» **Exercise prompt**
Retype the records word for word, from the very beginning down through the line containing "xmin=352 ymin=213 xmax=402 ymax=273", including that line.

(Bounding box annotation entries)
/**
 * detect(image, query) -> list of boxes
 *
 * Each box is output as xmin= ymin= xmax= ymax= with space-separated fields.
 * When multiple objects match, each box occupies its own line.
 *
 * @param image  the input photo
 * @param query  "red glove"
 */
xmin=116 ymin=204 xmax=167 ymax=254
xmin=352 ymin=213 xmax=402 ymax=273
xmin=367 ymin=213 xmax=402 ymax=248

» **Exercise result**
/**
 * detect(image, query) -> list of boxes
 *
 * Each box is output as xmin= ymin= xmax= ymax= with space-separated fields.
 * When multiple objects match, each box occupies its own line.
 *
 * @param image  the input photo
 * @param query  "red glove"
 */
xmin=116 ymin=204 xmax=167 ymax=254
xmin=352 ymin=213 xmax=402 ymax=273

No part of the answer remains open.